[Stored dataset items]
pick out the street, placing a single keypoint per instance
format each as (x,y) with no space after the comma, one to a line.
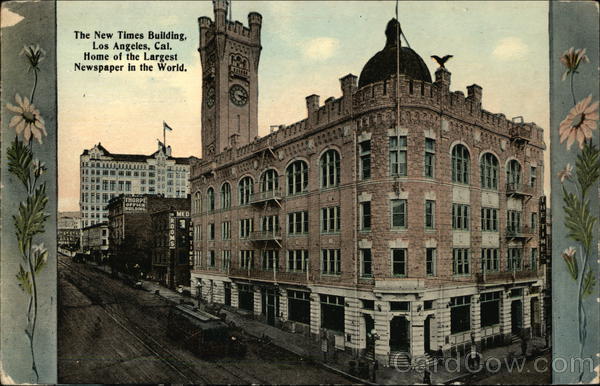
(109,332)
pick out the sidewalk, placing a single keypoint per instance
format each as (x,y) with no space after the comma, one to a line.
(301,345)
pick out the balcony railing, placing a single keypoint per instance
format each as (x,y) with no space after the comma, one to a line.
(269,195)
(520,133)
(278,274)
(513,188)
(524,232)
(272,235)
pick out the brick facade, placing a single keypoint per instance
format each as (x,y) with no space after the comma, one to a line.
(370,113)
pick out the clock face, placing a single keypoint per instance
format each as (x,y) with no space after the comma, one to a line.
(238,95)
(210,97)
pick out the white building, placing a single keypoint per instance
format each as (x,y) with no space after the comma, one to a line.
(104,175)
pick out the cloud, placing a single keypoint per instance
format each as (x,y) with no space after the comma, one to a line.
(9,18)
(320,48)
(510,48)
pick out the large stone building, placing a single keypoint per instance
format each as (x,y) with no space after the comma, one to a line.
(105,175)
(68,230)
(94,241)
(398,217)
(172,241)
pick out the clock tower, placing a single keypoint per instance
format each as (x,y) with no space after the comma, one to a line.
(229,53)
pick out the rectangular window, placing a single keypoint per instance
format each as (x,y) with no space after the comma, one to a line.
(226,261)
(489,219)
(270,260)
(460,314)
(460,216)
(430,255)
(246,259)
(399,213)
(490,259)
(514,259)
(365,160)
(398,160)
(399,262)
(332,312)
(211,232)
(330,219)
(366,263)
(429,214)
(330,262)
(246,225)
(297,260)
(225,230)
(429,158)
(513,221)
(460,261)
(490,308)
(365,216)
(298,223)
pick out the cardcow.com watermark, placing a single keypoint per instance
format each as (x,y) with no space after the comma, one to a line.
(475,363)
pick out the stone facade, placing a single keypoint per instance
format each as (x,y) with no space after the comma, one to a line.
(372,220)
(105,175)
(171,241)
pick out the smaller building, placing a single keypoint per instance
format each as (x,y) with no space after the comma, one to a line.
(68,233)
(172,242)
(94,241)
(130,229)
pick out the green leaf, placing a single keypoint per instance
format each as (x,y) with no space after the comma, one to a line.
(19,161)
(24,281)
(578,220)
(588,167)
(588,283)
(31,217)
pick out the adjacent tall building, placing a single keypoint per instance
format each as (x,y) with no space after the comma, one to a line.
(105,175)
(399,217)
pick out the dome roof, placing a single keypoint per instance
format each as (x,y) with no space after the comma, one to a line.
(383,64)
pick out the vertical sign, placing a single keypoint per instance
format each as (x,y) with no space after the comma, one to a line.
(171,230)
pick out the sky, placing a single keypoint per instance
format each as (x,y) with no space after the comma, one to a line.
(307,46)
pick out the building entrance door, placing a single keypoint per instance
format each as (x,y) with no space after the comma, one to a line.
(516,316)
(399,334)
(427,334)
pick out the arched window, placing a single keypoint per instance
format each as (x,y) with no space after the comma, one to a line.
(513,173)
(210,199)
(330,169)
(489,171)
(226,196)
(197,203)
(245,189)
(297,177)
(269,181)
(460,164)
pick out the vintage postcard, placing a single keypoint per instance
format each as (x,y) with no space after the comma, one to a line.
(300,192)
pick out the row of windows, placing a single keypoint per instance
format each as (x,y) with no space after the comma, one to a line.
(330,219)
(297,260)
(297,172)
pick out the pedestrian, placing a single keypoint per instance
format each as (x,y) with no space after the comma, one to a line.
(426,377)
(524,346)
(375,368)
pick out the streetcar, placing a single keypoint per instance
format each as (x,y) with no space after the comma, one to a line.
(202,333)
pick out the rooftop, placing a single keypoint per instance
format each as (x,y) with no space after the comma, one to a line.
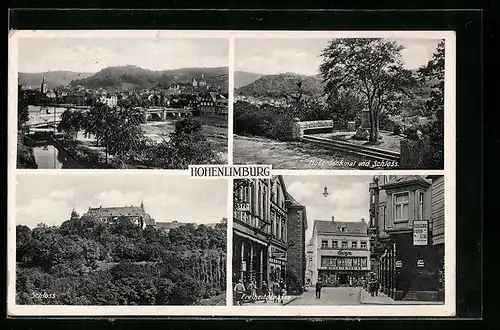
(350,227)
(406,180)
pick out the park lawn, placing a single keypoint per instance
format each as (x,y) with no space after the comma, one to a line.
(213,130)
(389,141)
(288,155)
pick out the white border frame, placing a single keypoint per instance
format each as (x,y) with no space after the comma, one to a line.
(446,309)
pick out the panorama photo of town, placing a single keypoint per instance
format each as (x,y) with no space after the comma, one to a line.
(122,103)
(120,239)
(339,240)
(347,103)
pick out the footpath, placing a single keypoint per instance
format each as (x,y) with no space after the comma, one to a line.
(383,299)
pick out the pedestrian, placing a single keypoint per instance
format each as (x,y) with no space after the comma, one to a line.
(282,290)
(250,290)
(239,290)
(254,290)
(373,285)
(265,291)
(276,291)
(318,289)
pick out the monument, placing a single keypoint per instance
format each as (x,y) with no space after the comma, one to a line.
(363,131)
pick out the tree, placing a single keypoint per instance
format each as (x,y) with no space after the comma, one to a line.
(22,108)
(434,72)
(72,122)
(370,66)
(188,145)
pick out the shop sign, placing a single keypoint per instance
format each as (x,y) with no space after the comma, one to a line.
(344,253)
(279,255)
(346,268)
(420,232)
(242,206)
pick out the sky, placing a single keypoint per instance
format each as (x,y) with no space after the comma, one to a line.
(348,198)
(49,198)
(273,56)
(94,54)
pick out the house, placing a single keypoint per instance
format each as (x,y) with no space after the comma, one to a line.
(407,235)
(110,214)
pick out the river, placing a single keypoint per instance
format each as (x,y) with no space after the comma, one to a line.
(50,156)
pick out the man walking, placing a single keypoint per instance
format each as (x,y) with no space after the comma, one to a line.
(282,290)
(276,291)
(239,290)
(265,291)
(318,289)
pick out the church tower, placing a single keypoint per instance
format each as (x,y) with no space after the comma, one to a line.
(74,214)
(43,86)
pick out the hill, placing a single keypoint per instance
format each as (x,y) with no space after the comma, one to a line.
(282,84)
(130,77)
(242,78)
(53,78)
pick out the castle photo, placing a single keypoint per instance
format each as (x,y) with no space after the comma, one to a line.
(120,239)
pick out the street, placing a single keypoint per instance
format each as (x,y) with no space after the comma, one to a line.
(330,296)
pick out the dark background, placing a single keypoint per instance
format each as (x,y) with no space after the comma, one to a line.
(469,31)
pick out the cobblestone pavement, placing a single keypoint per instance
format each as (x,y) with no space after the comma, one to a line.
(330,296)
(383,299)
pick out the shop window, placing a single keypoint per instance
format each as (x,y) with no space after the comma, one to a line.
(420,206)
(401,207)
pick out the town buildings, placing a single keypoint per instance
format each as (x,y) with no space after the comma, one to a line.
(269,228)
(407,235)
(109,214)
(340,252)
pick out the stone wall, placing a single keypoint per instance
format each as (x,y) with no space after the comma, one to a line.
(415,154)
(296,259)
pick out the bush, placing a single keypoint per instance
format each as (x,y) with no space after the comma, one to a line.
(268,121)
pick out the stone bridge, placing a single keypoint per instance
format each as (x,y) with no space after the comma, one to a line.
(302,127)
(163,114)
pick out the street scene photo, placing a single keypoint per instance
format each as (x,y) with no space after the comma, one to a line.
(121,102)
(346,103)
(338,240)
(120,239)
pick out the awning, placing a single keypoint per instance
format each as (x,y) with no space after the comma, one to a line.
(250,237)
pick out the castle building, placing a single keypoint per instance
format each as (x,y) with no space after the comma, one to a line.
(340,252)
(109,214)
(43,85)
(267,222)
(407,235)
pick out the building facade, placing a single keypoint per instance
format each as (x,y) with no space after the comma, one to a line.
(260,227)
(407,234)
(109,214)
(310,262)
(296,245)
(341,252)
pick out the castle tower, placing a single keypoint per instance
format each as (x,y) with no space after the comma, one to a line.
(74,214)
(43,85)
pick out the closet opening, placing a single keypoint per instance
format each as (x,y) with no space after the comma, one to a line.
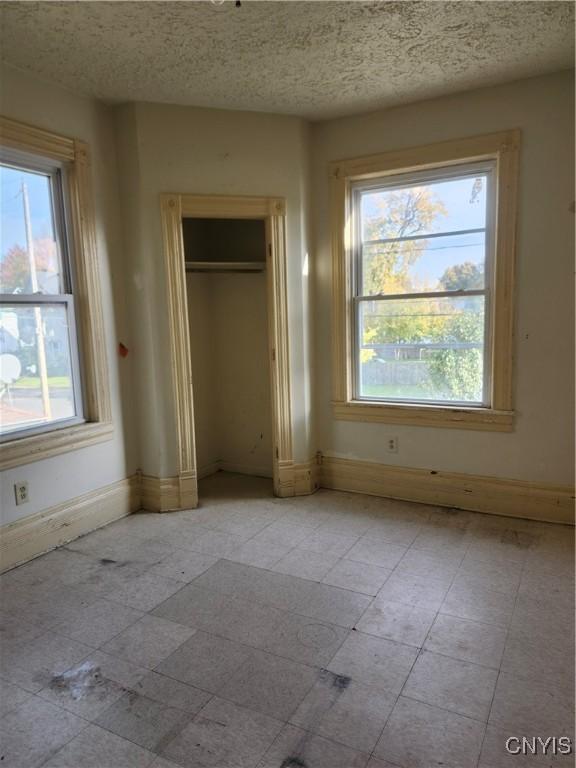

→ ABOUT THIS EXERCISE
Would you print all the entries again exactly, minus any pictures?

→ SOLVED PROBLEM
pick out the street, placing a single keypoint per instance
format each as (x,y) with no space after the comma, one to a line.
(109,332)
pick out the sidewalk, placing a single keypoint per instance
format each as (x,y) with no space after the comma, one to a line.
(301,345)
pick out the balcony railing, placing a single keypoint per instance
format each as (x,y) with no space after the comma, one to a line.
(269,195)
(520,133)
(278,274)
(513,188)
(524,232)
(272,235)
pick out the brick facade, placing a single keypoint per instance
format each as (x,y) with no space after the comma, one to a line.
(370,113)
pick out the clock face, placing a single keypoint per instance
format each as (x,y) with no space after the comma, one to a line.
(238,95)
(210,97)
pick out the white building, placing a single keypoint per instance
format each as (x,y) with no space after the comma, one to a line.
(104,175)
pick out the cloud, placing a single keypoint per instance
format each as (x,y) with no space after the comma, one to a line.
(9,18)
(320,48)
(510,48)
pick out the large stone building, placing a single keypoint per instance
format each as (x,y) with no space after the comma, one to a line.
(105,175)
(68,230)
(94,241)
(398,217)
(172,241)
pick out the clock tower, placing a single keypoint per instance
format each as (x,y) with no space after the comma, one to a line.
(229,53)
pick out the rectangular window, placing a single keypoint per instance
format each as (x,y) with no space after the comma, one to a line.
(226,261)
(489,219)
(270,260)
(460,314)
(460,216)
(430,255)
(246,259)
(399,213)
(490,259)
(514,259)
(365,160)
(398,160)
(399,262)
(332,312)
(211,232)
(330,219)
(366,263)
(429,214)
(330,262)
(246,225)
(297,260)
(225,230)
(429,158)
(513,221)
(460,261)
(490,308)
(365,216)
(298,223)
pick out the cardcow.com watermark, placing a single keypoint per instance
format each as (x,y) with no space after the comma, one to a line.
(475,363)
pick out the stone facade, placing a single keypoint per instance
format each as (x,y) with no space after the comma, one to a line.
(372,220)
(105,175)
(171,241)
pick out the smaller building, placing a single keypoint per instance
format each as (x,y) with no space after the comma, one to a line.
(68,233)
(172,242)
(94,241)
(130,229)
pick out the green leaf, placing a single keypoint per instance
format each as (x,y) with no space after the comma, one to a line.
(19,161)
(24,281)
(578,220)
(588,167)
(588,283)
(31,217)
pick out the adjacent tall building, placing a single keypoint per instance
format each as (x,y) with no space after the comma, one to a line.
(105,175)
(399,217)
pick out the dome roof, placing a single keypoint per instance
format each as (x,y) with no space after the comma, one to a line.
(383,64)
pick out the vertical sign, placing a single keypoint per instance
format each as (x,y) with no space after the comma, one to a line.
(171,230)
pick out the sky, placing a single keypoint per instance
format each as (x,y) with no space after the comma, one to a line.
(307,46)
pick out the building entrance door, placing a single keypoint per instance
format each as (x,y) with no space after the comma, one to a line.
(516,316)
(399,334)
(427,334)
pick out the arched window, placing a single keypoint per instance
format each as (x,y) with no space after the comma, one to a line.
(513,173)
(210,199)
(330,169)
(489,171)
(226,196)
(197,203)
(245,189)
(297,177)
(269,181)
(460,164)
pick out the vintage postcard, placing a single keypoint per instance
format each as (x,y) with no space after the comma, one to a line.
(300,192)
pick out the row of windows, placing a single keypoint per instance
format each as (x,y) with no space after the comma, one to a line.
(330,219)
(297,260)
(297,172)
pick out the pedestrian, placing a single keypoint per instance
format each as (x,y) with no space after the comma, one to a line.
(426,377)
(524,346)
(375,368)
pick out the streetcar, placing a single keypoint per instance
format each as (x,y) with no space after the comma, one to a line.
(202,333)
pick out the rooftop, placing a single keypoint per instance
format each as (x,y) with no space after the comma, one to a line.
(350,227)
(406,180)
pick out the park lawn, placing a single keypoint per instance
format each as (x,y) with no space after the comma, one to a line.
(213,130)
(389,141)
(288,155)
pick out the white border frame, placing a single keypoint per instance
format each as (x,y) with no space after the comma, one to a line.
(446,309)
pick out the panorama photo of town, placing a single keypoint per instance
format each as (x,y) with no space after the comma, one to a line.
(122,103)
(120,239)
(339,240)
(347,103)
pick out the footpath, placing a single keypoint per instance
format each as (x,y) with no space after the comma, one to a line.
(383,299)
pick out the pedestrian, placing a single keypoint per instance
format each as (x,y) with no space after the comma, one to a line.
(282,290)
(250,290)
(239,290)
(254,290)
(373,285)
(265,291)
(276,291)
(318,289)
pick out the monument, placing a single keypoint per instance
format each as (x,y) with no space after the comma, one to a line.
(363,131)
pick out the tree, placing a single keypoint per instance
format each as (x,y) with no space after the comma, one to a line.
(22,108)
(434,72)
(72,122)
(370,66)
(188,145)
pick out the shop sign, placing a single keypoint per instance
format each as (x,y) with no space after the comma, one to a line.
(344,253)
(279,255)
(346,268)
(420,232)
(242,206)
pick out the sky, placing a single keypoint per instance
format each as (x,y) with no space after the comma, one to a line.
(348,198)
(49,198)
(273,56)
(94,54)
pick out the house, placing a single keypoint per instance
format each as (x,y) with no space after the comma, one to a line.
(407,235)
(110,214)
pick out the river, placing a single keypoint per instance
format each as (x,y) with no space after the comma, one to a line.
(50,156)
pick out the man walking, placing a single keypoint per instance
format each as (x,y) with no space after the comma, one to a line.
(282,290)
(276,291)
(239,290)
(265,291)
(318,289)
pick out the church tower, placing a single keypoint per instance
format each as (x,y) with no space after the comma, one to a line.
(74,214)
(43,86)
pick out the hill, placing a single keypoint per instance
format each as (x,y) with no space after the comma, one to a line.
(282,84)
(130,77)
(242,78)
(53,78)
pick out the castle photo, placing a single keypoint per instance
format each as (x,y) with no space after the comma, one to a line.
(120,239)
pick out the street, placing a single keypoint per instance
format each as (x,y) with no space after the comma, one to a line.
(330,296)
pick out the dark background, placing a single keypoint per instance
format each as (x,y) with no space after the comma, one to a line.
(469,31)
pick out the cobblestone pavement, placing a single keypoint per instance
format each as (x,y) with no space after the comma, one to a line.
(330,296)
(383,299)
pick out the shop window, placing a single keypoint per instance
format each as (x,y) with no space after the comma, one to a line.
(420,206)
(401,207)
pick out the town buildings, placing a single keypoint per instance
format each as (x,y) with no space after the comma, one to a line.
(269,228)
(407,235)
(109,214)
(340,252)
pick out the stone wall, placing a single keypoint per instance
format each as (x,y) with no space after the comma, one to a line.
(415,154)
(296,259)
pick out the bush, placing a single keypoint per instance
format each as (x,y) with no space after the comma, one to a line.
(268,121)
pick out the stone bridge, placing a single keypoint per instance
format each as (x,y) with no space after the comma, one to a line.
(302,127)
(163,114)
pick out the street scene photo, placing a single keypoint per instance
format each as (x,y) with no space after the comma, one to a line.
(121,102)
(346,103)
(338,240)
(120,239)
pick out the awning, placing a single keypoint per instance
format each as (x,y) with no space after the comma, one to a line.
(250,237)
pick out the castle building, placing a single keypoint per instance
format each as (x,y) with no space after the comma, one to a line.
(340,252)
(109,214)
(43,85)
(267,222)
(407,235)
pick out the building facade, placing a single keypoint per instance
format each as (x,y) with no space after the comma, one to a line.
(260,227)
(407,234)
(109,214)
(310,262)
(296,245)
(341,252)
pick out the castle tower, placing a single keypoint per instance
format each as (x,y) with no space after the comma, one to a line.
(74,214)
(43,85)
pick out the closet opening, placing a single keypoint per instance
format each as (x,y) with no space after the comma, one to a line.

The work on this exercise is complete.